Those of you that have been following my social media accounts and this channel know that I am a HUGE advocate of and strong believer in natural algae filteration for aquariums. From DIY turf scrubbers to various different algae reactors and scrubbers, I have tried many different products on the market. Some people ask me why I use algae and my logic was always “if works for mother nature, why won’t it work in our aquariums?” Simple enough, right? If that’s not enough proof, Julian Sprung, who I look up to and respect tremendously, uses algae as the primary source of nutrient removal for his beautiful home aquarium. Here is a video that I made of his tank:
Going back to our regular scheduling, here is a tank that we haven’t seen in awhile. Julian Sprung’s 250g peninsula tank. Take a look at this beautiful, mature tank that just defies the odd by keeping things extremely natural and simple. Enjoy!
Pretty epic tank, right? Yes, that relies primarily on algae. When the Godfather of the hobby tells you something and does something, you stop what you are doing, listen, observe, and learn. During Reef A Palooza Orlando 2018, my good friend Robert at Marine Depot recommended that I check out Clearwater Scrubbers. When I approached Josh of Clearwater Scrubbers,I was fascinated by the lights that he was using. I have used many different scrubbers and algae reactors in the past, but I have never seen a company in person (I have heard that Santa Monica uses them and they are great company as well but I haven’t had the opportunity to check out their units) that used this spectrum of lighting to grow algae in our hobby. So I decided to learn about this light and the science behind it with Josh at the show; here is the video from RAP.

• _WRITTEN INSTRUCTION_:
Return the passage of the algae filtration post from "Pretty epic tank, right?" to "video from RAP.", copied word for word.

• _EXCERPTED DATA_:
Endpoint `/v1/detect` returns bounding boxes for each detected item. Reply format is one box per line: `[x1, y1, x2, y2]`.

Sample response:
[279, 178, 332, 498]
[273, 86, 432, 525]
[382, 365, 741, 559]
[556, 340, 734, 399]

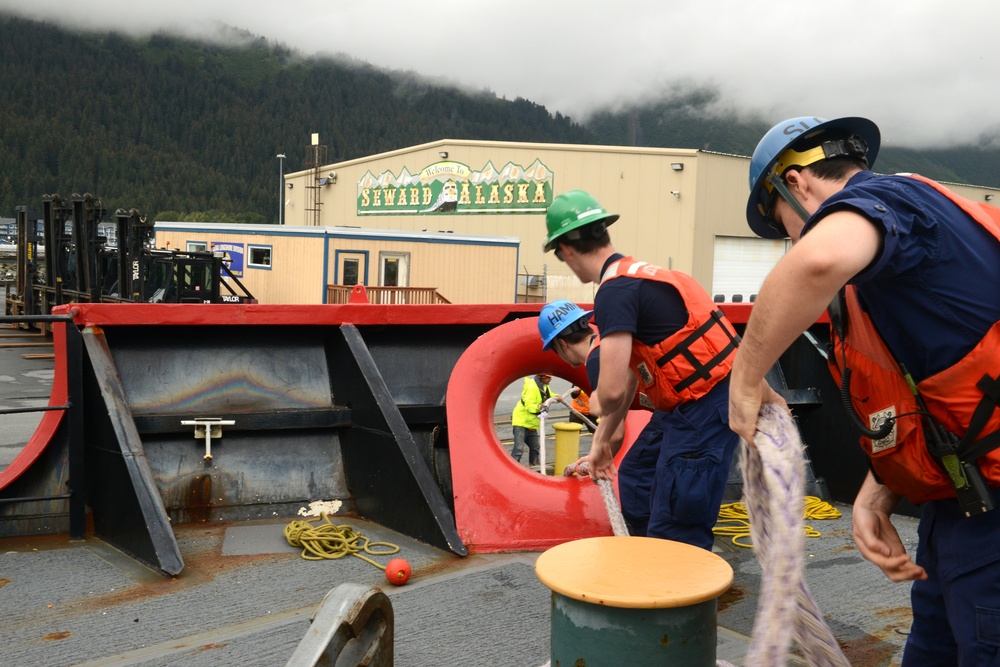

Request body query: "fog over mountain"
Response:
[0, 0, 1000, 149]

• _RESPONSE_:
Pretty epic tank, right? Yes, that relies primarily on algae. When the Godfather of the hobby tells you something and does something, you stop what you are doing, listen, observe, and learn. During Reef A Palooza Orlando 2018, my good friend Robert at Marine Depot recommended that I check out Clearwater Scrubbers. When I approached Josh of Clearwater Scrubbers,I was fascinated by the lights that he was using. I have used many different scrubbers and algae reactors in the past, but I have never seen a company in person (I have heard that Santa Monica uses them and they are great company as well but I haven’t had the opportunity to check out their units) that used this spectrum of lighting to grow algae in our hobby. So I decided to learn about this light and the science behind it with Josh at the show; here is the video from RAP.